» Testo fornito

::::::

Dopo la morte del leader il partito non si è liquefatto, ma regge anche con l’appoggio della famiglia Berlusconi. Alle europee è in posizione migliore rispetto alla Lega: è alternativa a FdI e l’obiettivo 8 per cento è a portata
Sembra non esserci alcuna confusione sotto il cielo di Forza Italia. Il partito era considerato ormai su un inevitabile viale del tramonto dopo la morte, il 12 giugno scorso, del fondatore Silvio Berlusconi: lì lì per squagliarsi in diversi rivoli, pronti a confluire nella Lega, in Fratelli d’Italia o in Italia viva.
Invece Forza Italia è ancora viva e vegeta, indirizzata verso il congresso del 24 e 25 febbraio che si annuncia un plebiscito senza sorprese per l’attuale segretario Antonio Tajani.
In pochi, dopo la scomparsa di Berlusconi, avrebbero scommesso su una tenuta tanto granitica: invece nessuno ha lasciato il partito e, anzi, ciclicamente Tajani annuncia nuovi ingressi. Nessuno di eclatante – qualche consigliere regionale o comunale, a parte l’ultimo colpo grosso del ritorno di Letizia Moratti – ma è il segno che lo spazio occupato dal partito esiste ancora.

::::::

» Dati forniti
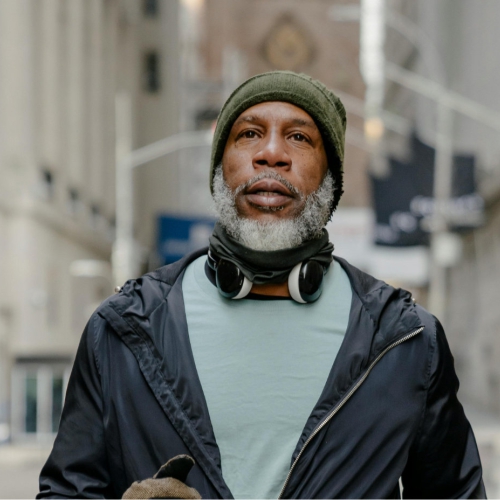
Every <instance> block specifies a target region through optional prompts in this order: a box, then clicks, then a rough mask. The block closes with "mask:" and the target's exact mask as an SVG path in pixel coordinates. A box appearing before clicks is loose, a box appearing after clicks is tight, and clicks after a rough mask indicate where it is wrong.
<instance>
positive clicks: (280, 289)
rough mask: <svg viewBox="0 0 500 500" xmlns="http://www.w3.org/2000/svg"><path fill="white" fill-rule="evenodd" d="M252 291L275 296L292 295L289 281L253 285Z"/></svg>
mask: <svg viewBox="0 0 500 500" xmlns="http://www.w3.org/2000/svg"><path fill="white" fill-rule="evenodd" d="M250 292H251V293H255V294H257V295H273V296H275V297H290V292H289V291H288V283H287V282H286V281H285V283H265V284H263V285H255V284H254V285H253V286H252V289H251V290H250Z"/></svg>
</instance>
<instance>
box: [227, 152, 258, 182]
mask: <svg viewBox="0 0 500 500" xmlns="http://www.w3.org/2000/svg"><path fill="white" fill-rule="evenodd" d="M248 156H249V155H248V153H246V152H242V151H237V150H236V151H235V150H231V151H227V152H225V153H224V156H223V157H222V172H223V174H224V179H225V180H226V183H227V185H228V186H229V187H230V188H231V189H234V188H236V187H238V186H239V185H240V184H242V183H244V182H246V180H247V177H248V175H251V174H252V172H251V170H252V168H251V165H252V162H251V161H248ZM248 165H250V168H248Z"/></svg>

::::::

» Richiesta
Riporta senza alcuna modifica il passo del testo su Forza Italia da "In pochi, dopo" a "partito esiste ancora.".

» Soluzione
In pochi, dopo la scomparsa di Berlusconi, avrebbero scommesso su una tenuta tanto granitica: invece nessuno ha lasciato il partito e, anzi, ciclicamente Tajani annuncia nuovi ingressi. Nessuno di eclatante – qualche consigliere regionale o comunale, a parte l’ultimo colpo grosso del ritorno di Letizia Moratti – ma è il segno che lo spazio occupato dal partito esiste ancora.